(Items stored from a collection)
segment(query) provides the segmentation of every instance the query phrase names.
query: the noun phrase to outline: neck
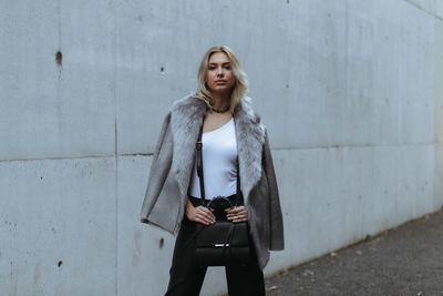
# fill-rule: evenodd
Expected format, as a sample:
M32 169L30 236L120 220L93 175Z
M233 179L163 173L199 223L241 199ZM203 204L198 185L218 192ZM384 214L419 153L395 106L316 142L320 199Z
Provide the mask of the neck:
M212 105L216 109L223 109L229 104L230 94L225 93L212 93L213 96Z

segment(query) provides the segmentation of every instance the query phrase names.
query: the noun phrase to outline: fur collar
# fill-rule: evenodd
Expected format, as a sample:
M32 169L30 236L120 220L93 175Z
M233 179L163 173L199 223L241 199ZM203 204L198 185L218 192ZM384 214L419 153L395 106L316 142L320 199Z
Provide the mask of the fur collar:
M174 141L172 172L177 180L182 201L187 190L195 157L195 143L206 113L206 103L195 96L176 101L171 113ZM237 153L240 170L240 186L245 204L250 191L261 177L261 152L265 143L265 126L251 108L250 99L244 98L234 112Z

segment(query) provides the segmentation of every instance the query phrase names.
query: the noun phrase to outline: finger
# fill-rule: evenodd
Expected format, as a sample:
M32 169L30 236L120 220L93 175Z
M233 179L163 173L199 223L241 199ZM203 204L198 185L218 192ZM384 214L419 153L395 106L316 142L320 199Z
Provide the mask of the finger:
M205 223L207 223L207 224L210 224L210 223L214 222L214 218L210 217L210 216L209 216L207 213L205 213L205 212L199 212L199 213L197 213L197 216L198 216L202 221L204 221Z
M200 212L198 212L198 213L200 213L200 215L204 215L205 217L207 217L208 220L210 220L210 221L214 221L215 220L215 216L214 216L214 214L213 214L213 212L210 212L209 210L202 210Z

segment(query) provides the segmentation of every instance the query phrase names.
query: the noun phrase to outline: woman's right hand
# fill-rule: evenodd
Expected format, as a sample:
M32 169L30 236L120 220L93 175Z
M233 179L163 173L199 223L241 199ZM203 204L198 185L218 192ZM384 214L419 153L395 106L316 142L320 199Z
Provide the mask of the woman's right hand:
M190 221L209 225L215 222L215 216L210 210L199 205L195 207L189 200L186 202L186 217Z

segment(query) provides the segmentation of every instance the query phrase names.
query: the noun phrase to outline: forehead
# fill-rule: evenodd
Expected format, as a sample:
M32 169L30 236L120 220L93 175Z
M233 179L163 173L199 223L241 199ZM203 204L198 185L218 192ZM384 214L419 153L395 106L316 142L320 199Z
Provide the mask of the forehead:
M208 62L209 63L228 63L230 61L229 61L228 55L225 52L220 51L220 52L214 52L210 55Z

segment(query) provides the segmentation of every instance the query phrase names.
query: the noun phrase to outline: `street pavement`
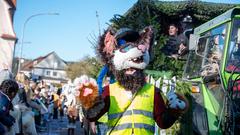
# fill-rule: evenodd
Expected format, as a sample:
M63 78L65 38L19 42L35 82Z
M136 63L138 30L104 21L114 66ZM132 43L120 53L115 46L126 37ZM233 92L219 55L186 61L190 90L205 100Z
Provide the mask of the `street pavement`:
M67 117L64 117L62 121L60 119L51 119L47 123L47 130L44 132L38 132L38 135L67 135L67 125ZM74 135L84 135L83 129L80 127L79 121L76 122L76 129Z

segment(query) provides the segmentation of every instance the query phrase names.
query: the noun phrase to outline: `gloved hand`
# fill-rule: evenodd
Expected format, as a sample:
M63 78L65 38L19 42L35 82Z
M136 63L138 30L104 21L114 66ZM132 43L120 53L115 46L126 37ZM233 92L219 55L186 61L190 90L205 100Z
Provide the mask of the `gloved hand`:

*GIVEN TASK:* Please copy the lines from the first one through the line with "M212 105L216 109L223", swapping "neck" for "throat" and changing nothing else. Leave out the pictures.

*RESPONSE TO THIS EXERCISE:*
segment(query) provides the segmentation of every instance the query phrase names.
query: the noun phrase to outline: throat
# fill-rule: evenodd
Expected format, as a sample:
M32 169L30 236L120 220L93 175Z
M233 179L163 173L199 223L241 199ZM203 204L198 185L218 192ZM384 214L419 153L395 106L316 142L320 199Z
Provide the mask of the throat:
M212 105L216 109L223 109L229 104L230 94L225 93L212 93L213 96Z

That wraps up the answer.